WHAT IS BEING ASKED »
Could you lay out the listing, from its start through the line containing "151), (225, 163)]", as a JSON list of strings with one string per line? Skip blank lines, leave out the pictures, and include nothing past that line.

>> Start INFORMATION GIVEN

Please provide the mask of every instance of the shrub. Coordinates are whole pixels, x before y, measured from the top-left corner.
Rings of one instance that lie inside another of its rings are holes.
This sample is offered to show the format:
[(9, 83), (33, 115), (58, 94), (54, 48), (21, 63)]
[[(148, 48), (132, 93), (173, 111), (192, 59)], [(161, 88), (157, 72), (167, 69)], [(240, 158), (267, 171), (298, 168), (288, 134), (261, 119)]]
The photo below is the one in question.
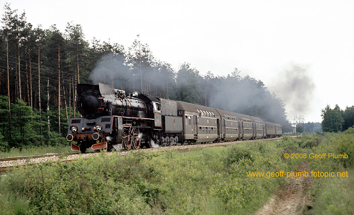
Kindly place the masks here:
[(227, 167), (229, 167), (234, 162), (238, 162), (241, 159), (248, 159), (253, 161), (251, 150), (240, 145), (233, 146), (228, 151), (225, 163)]

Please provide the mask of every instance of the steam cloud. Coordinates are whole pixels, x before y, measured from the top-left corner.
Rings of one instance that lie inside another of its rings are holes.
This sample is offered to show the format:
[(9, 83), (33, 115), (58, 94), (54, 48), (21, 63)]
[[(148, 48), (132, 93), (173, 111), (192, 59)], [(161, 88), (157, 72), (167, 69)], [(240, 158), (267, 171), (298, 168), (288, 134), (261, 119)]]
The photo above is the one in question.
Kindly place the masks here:
[(294, 116), (307, 112), (313, 96), (315, 85), (306, 70), (304, 67), (292, 65), (290, 70), (285, 71), (285, 78), (279, 78), (272, 87), (284, 102), (289, 113)]
[[(142, 64), (142, 66), (143, 78), (145, 78), (144, 74), (148, 74), (147, 79), (149, 80), (151, 88), (165, 91), (166, 85), (168, 85), (166, 80), (169, 79), (167, 75), (169, 77), (174, 75), (173, 71), (163, 64), (151, 67), (144, 66)], [(134, 89), (140, 92), (140, 68), (136, 67), (132, 70), (129, 66), (127, 65), (123, 55), (110, 53), (98, 62), (90, 78), (94, 84), (102, 82), (115, 89), (122, 89), (128, 92), (132, 92)], [(286, 104), (294, 106), (296, 109), (305, 109), (312, 94), (309, 94), (306, 99), (302, 97), (305, 93), (309, 93), (307, 92), (309, 89), (311, 91), (313, 89), (313, 83), (305, 75), (305, 70), (298, 66), (294, 66), (293, 69), (288, 71), (287, 76), (285, 82), (279, 84), (276, 92), (283, 93), (281, 98), (286, 100)], [(197, 86), (195, 90), (199, 92), (197, 96), (203, 105), (205, 105), (206, 99), (206, 105), (209, 107), (259, 117), (267, 121), (287, 124), (286, 116), (282, 114), (284, 110), (281, 106), (281, 101), (272, 95), (261, 81), (248, 76), (242, 77), (238, 73), (207, 79), (198, 76), (195, 82)], [(184, 88), (183, 81), (176, 81), (174, 84), (171, 83), (169, 85), (171, 96), (177, 93), (176, 89)], [(289, 86), (292, 87), (289, 88)], [(188, 93), (195, 94), (196, 92), (192, 91)], [(158, 91), (151, 92), (152, 96), (155, 94), (158, 96)], [(177, 96), (176, 94), (174, 95)], [(298, 101), (299, 98), (300, 101)], [(170, 98), (175, 99), (173, 96)]]

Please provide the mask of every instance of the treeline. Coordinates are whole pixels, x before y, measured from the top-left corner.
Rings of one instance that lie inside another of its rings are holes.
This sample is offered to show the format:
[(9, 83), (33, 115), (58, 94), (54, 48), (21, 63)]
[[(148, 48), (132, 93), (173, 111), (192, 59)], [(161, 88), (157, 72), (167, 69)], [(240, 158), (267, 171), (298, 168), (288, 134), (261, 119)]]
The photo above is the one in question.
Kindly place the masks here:
[(241, 77), (237, 69), (227, 76), (211, 72), (202, 75), (184, 63), (174, 71), (155, 58), (139, 35), (127, 49), (109, 41), (88, 42), (79, 24), (67, 23), (64, 32), (55, 25), (35, 28), (24, 12), (18, 14), (9, 4), (2, 24), (0, 144), (4, 148), (65, 143), (68, 119), (79, 115), (74, 111), (76, 84), (100, 81), (258, 116), (291, 130), (282, 101), (261, 81)]
[(354, 106), (342, 110), (338, 105), (333, 109), (327, 105), (321, 111), (324, 132), (341, 132), (354, 126)]

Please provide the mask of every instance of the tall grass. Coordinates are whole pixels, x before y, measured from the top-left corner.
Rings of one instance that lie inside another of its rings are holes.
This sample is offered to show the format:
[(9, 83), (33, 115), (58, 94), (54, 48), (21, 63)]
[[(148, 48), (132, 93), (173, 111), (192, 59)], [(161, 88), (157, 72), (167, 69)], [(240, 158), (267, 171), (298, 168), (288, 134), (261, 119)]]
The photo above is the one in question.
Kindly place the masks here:
[(1, 177), (0, 213), (20, 205), (26, 214), (252, 214), (283, 179), (246, 173), (289, 168), (283, 150), (259, 141), (17, 168)]
[[(334, 136), (286, 137), (185, 153), (102, 153), (71, 163), (16, 168), (0, 178), (0, 214), (253, 214), (285, 178), (248, 177), (247, 172), (290, 171), (306, 160), (284, 159), (284, 153), (345, 149), (351, 153), (350, 146), (343, 145), (351, 139)], [(342, 140), (334, 143), (338, 140)], [(314, 169), (352, 165), (348, 160), (312, 161)], [(352, 178), (315, 179), (314, 214), (336, 213), (340, 207), (351, 212), (353, 184), (347, 180)], [(350, 192), (329, 200), (336, 189), (345, 189)]]

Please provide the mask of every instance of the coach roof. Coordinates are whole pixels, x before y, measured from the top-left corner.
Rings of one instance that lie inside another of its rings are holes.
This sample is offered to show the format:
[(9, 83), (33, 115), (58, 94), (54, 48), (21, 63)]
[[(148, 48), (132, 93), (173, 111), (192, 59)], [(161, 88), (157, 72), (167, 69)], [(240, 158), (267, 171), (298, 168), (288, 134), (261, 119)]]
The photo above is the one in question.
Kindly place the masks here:
[(213, 108), (181, 102), (181, 101), (176, 101), (176, 102), (177, 102), (177, 109), (178, 110), (184, 110), (197, 113), (201, 110), (212, 112), (215, 116), (220, 116), (216, 110)]

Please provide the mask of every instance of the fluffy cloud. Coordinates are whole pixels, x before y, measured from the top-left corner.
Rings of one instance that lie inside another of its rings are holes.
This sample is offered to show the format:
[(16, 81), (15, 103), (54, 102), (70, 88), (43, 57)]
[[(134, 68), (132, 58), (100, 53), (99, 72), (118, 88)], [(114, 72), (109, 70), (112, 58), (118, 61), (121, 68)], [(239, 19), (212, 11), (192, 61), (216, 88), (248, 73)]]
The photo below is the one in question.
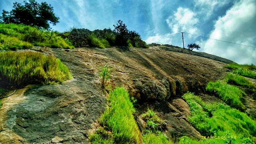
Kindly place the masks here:
[(229, 0), (194, 0), (194, 3), (195, 9), (199, 10), (198, 13), (207, 19), (210, 17), (214, 10), (218, 10), (230, 1)]
[(148, 43), (155, 42), (160, 42), (163, 44), (171, 43), (172, 39), (170, 37), (170, 34), (167, 34), (164, 35), (160, 35), (159, 34), (157, 34), (155, 36), (149, 37), (145, 41)]
[(235, 3), (225, 16), (215, 22), (210, 39), (201, 42), (202, 50), (238, 63), (256, 64), (256, 48), (212, 39), (256, 45), (255, 16), (256, 1), (241, 0)]
[(174, 15), (170, 16), (166, 20), (169, 28), (173, 33), (186, 32), (197, 35), (201, 34), (197, 27), (199, 21), (199, 19), (196, 18), (196, 14), (188, 8), (181, 7), (178, 8)]

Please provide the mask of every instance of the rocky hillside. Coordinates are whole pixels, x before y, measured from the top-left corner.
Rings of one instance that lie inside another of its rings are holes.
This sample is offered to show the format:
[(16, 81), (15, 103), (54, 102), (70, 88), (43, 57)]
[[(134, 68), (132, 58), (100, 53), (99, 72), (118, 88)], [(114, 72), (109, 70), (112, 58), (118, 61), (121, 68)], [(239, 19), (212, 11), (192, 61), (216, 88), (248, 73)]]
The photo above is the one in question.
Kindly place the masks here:
[[(151, 108), (165, 120), (164, 134), (169, 140), (175, 142), (182, 136), (200, 138), (201, 134), (188, 122), (187, 116), (191, 114), (181, 96), (190, 91), (204, 101), (220, 101), (208, 94), (205, 87), (209, 81), (224, 79), (229, 71), (224, 66), (231, 62), (160, 47), (33, 47), (29, 50), (60, 59), (73, 78), (60, 85), (28, 85), (3, 99), (0, 108), (2, 144), (89, 143), (107, 107), (108, 94), (100, 87), (98, 74), (104, 64), (112, 69), (112, 84), (124, 87), (138, 99), (134, 116), (141, 130), (145, 124), (139, 115)], [(250, 107), (248, 112), (254, 112), (255, 100), (247, 99), (245, 103), (250, 104), (246, 106)]]

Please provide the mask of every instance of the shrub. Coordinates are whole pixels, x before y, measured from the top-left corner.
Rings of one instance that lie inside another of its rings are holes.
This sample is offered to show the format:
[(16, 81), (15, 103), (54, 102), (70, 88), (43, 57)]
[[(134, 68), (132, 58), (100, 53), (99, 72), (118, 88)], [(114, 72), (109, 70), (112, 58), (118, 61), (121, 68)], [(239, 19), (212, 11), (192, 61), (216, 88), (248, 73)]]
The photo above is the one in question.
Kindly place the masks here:
[(101, 49), (110, 47), (109, 43), (106, 39), (97, 38), (93, 33), (89, 36), (88, 40), (89, 45), (92, 47)]
[(117, 87), (109, 95), (110, 108), (100, 118), (100, 124), (112, 132), (114, 143), (141, 143), (141, 134), (133, 115), (135, 110), (129, 94), (124, 88)]
[(244, 93), (237, 87), (217, 81), (208, 83), (206, 89), (208, 91), (218, 95), (222, 100), (231, 107), (244, 109), (245, 107), (241, 101)]
[(199, 50), (201, 47), (196, 43), (190, 43), (188, 45), (188, 48), (192, 51), (194, 49), (196, 49), (196, 50)]
[(115, 44), (116, 37), (113, 32), (107, 32), (105, 34), (105, 38), (108, 41), (110, 45), (114, 45)]
[(226, 81), (231, 85), (241, 86), (249, 88), (256, 89), (256, 87), (244, 77), (238, 75), (229, 73), (225, 78)]
[(67, 67), (53, 57), (31, 52), (0, 53), (0, 78), (3, 85), (59, 83), (71, 77)]
[(141, 39), (140, 36), (135, 31), (128, 30), (122, 21), (119, 20), (116, 25), (113, 26), (115, 28), (114, 32), (117, 45), (148, 48), (146, 42)]

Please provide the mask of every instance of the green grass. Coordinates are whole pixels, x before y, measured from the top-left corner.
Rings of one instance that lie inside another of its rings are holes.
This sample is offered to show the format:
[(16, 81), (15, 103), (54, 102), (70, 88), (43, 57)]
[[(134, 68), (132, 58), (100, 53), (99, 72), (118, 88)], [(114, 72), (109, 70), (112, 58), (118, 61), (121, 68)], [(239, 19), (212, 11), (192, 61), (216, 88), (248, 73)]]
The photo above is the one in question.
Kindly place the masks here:
[(148, 111), (142, 115), (146, 122), (146, 130), (156, 134), (161, 130), (163, 121), (153, 110), (148, 108)]
[(253, 64), (242, 65), (232, 63), (225, 67), (232, 70), (234, 73), (256, 79), (256, 66)]
[[(117, 87), (109, 93), (110, 108), (104, 112), (100, 119), (100, 124), (106, 130), (111, 131), (112, 138), (104, 140), (104, 136), (96, 133), (91, 140), (94, 144), (114, 143), (140, 144), (141, 134), (133, 114), (135, 112), (130, 102), (129, 94), (123, 87)], [(104, 143), (105, 142), (105, 143)]]
[(71, 77), (68, 67), (53, 57), (31, 52), (0, 53), (0, 78), (3, 85), (58, 83)]
[(89, 45), (91, 47), (97, 47), (101, 49), (111, 47), (107, 40), (105, 39), (96, 37), (93, 34), (89, 36), (88, 39)]
[(22, 24), (0, 24), (0, 49), (26, 49), (33, 46), (72, 49), (68, 39), (49, 31)]
[[(123, 87), (115, 88), (109, 96), (109, 108), (100, 120), (102, 128), (90, 137), (92, 144), (170, 144), (159, 131), (153, 133), (146, 130), (141, 134), (133, 115), (135, 110)], [(145, 118), (160, 122), (150, 109), (143, 115)]]
[(256, 79), (256, 71), (239, 68), (234, 70), (233, 73), (237, 75)]
[(184, 139), (180, 144), (227, 144), (230, 140), (242, 144), (247, 138), (256, 141), (256, 122), (245, 113), (219, 103), (205, 103), (193, 93), (187, 93), (182, 97), (191, 112), (191, 116), (188, 118), (190, 122), (202, 136), (235, 136), (236, 139), (206, 139), (202, 143), (182, 137)]
[(143, 144), (171, 144), (170, 142), (166, 138), (162, 133), (159, 132), (155, 134), (148, 132), (142, 136)]
[(235, 70), (239, 68), (251, 70), (256, 70), (256, 66), (252, 64), (251, 65), (239, 65), (236, 63), (231, 63), (226, 65), (225, 67), (232, 70)]
[(101, 85), (103, 88), (105, 88), (107, 81), (109, 79), (111, 72), (111, 69), (108, 67), (106, 65), (101, 67), (99, 71), (99, 76), (100, 78)]
[(206, 89), (208, 91), (218, 95), (222, 101), (232, 107), (241, 110), (245, 108), (241, 101), (244, 93), (235, 86), (217, 81), (208, 83)]
[(225, 78), (225, 81), (231, 85), (241, 86), (249, 88), (256, 89), (256, 87), (244, 77), (238, 75), (228, 73)]

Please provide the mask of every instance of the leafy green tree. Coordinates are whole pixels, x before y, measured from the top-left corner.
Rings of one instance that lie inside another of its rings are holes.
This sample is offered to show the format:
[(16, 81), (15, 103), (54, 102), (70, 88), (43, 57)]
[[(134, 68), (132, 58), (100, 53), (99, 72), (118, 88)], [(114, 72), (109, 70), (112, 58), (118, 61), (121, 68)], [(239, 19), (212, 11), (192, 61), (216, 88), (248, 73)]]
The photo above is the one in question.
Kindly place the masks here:
[(127, 46), (126, 43), (129, 39), (129, 31), (123, 21), (119, 20), (116, 25), (113, 25), (116, 34), (116, 44), (118, 46)]
[(114, 32), (116, 35), (116, 44), (118, 46), (135, 46), (137, 47), (148, 48), (145, 41), (141, 39), (140, 36), (135, 31), (127, 29), (126, 26), (121, 20), (118, 21)]
[(199, 50), (201, 47), (196, 43), (190, 43), (188, 45), (188, 48), (192, 51), (193, 49), (196, 49), (197, 50)]
[(50, 28), (49, 22), (54, 26), (59, 22), (59, 18), (53, 13), (53, 7), (46, 2), (40, 4), (35, 0), (28, 0), (28, 2), (26, 0), (23, 4), (24, 5), (17, 2), (14, 3), (14, 9), (10, 12), (3, 10), (0, 22), (5, 24), (23, 24), (46, 29)]

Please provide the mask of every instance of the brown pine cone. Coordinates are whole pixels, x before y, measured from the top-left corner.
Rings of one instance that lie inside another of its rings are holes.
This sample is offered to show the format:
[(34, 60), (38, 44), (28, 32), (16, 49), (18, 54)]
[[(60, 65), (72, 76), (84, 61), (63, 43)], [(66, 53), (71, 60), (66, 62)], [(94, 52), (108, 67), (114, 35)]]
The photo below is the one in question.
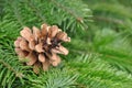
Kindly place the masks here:
[(14, 41), (15, 52), (20, 61), (26, 65), (33, 65), (33, 70), (38, 73), (38, 67), (47, 70), (51, 65), (57, 66), (61, 57), (57, 54), (68, 54), (68, 50), (61, 45), (62, 42), (70, 42), (70, 37), (56, 25), (42, 24), (41, 30), (33, 26), (24, 28), (21, 36)]

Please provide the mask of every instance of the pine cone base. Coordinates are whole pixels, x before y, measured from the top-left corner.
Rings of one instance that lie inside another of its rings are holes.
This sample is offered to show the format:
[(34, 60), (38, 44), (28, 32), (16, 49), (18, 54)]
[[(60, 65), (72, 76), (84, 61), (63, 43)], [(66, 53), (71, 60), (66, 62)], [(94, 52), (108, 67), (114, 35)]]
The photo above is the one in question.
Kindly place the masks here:
[(70, 42), (70, 37), (56, 25), (42, 24), (41, 30), (33, 26), (24, 28), (21, 36), (14, 41), (15, 53), (20, 61), (33, 66), (33, 72), (38, 73), (42, 67), (47, 70), (50, 66), (57, 66), (61, 57), (57, 54), (68, 54), (68, 50), (62, 46), (62, 42)]

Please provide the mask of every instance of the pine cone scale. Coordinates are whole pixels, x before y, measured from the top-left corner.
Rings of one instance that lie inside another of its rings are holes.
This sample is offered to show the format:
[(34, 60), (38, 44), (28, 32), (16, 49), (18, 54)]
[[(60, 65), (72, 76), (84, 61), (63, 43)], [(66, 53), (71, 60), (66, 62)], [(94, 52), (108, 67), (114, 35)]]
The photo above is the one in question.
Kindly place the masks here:
[(26, 65), (33, 65), (33, 70), (38, 73), (37, 66), (47, 70), (50, 66), (61, 64), (57, 54), (68, 54), (68, 50), (61, 45), (62, 42), (70, 42), (70, 37), (62, 32), (58, 26), (42, 24), (41, 30), (33, 26), (32, 30), (24, 28), (16, 41), (15, 52), (19, 57), (29, 59)]

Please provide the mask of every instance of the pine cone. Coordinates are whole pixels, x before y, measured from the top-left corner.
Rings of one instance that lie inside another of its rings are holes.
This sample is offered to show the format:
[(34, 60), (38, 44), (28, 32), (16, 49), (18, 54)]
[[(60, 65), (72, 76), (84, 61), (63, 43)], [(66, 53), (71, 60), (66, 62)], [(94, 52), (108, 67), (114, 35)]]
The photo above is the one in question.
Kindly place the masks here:
[(24, 28), (20, 34), (14, 41), (15, 53), (20, 61), (28, 59), (26, 65), (32, 65), (35, 73), (38, 73), (41, 66), (44, 70), (51, 65), (57, 66), (61, 63), (57, 54), (68, 54), (68, 50), (61, 43), (70, 42), (70, 37), (56, 25), (43, 24), (41, 30), (33, 26), (33, 31)]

>> End INFORMATION GIVEN

CORRECT RESPONSE »
[
  "Please provide the mask of every instance of the shrub. Coordinates are whole pixels, x before y, measured from the top-left corner.",
  "Rings of one instance that lie inside another of its rings are holes.",
  "This sample is offered to show the format:",
  "[(9, 83), (33, 115), (58, 94), (54, 48), (21, 63)]",
  "[[(148, 48), (132, 93), (173, 111), (192, 59)], [(161, 88), (157, 72), (167, 69)], [(240, 158), (267, 171), (298, 168), (288, 134), (261, 119)]]",
  "The photo below is the one in question.",
  "Kindly place the masks here:",
  "[(227, 167), (229, 167), (234, 162), (238, 162), (241, 159), (248, 159), (253, 161), (251, 150), (240, 145), (233, 146), (228, 151), (225, 163)]"
]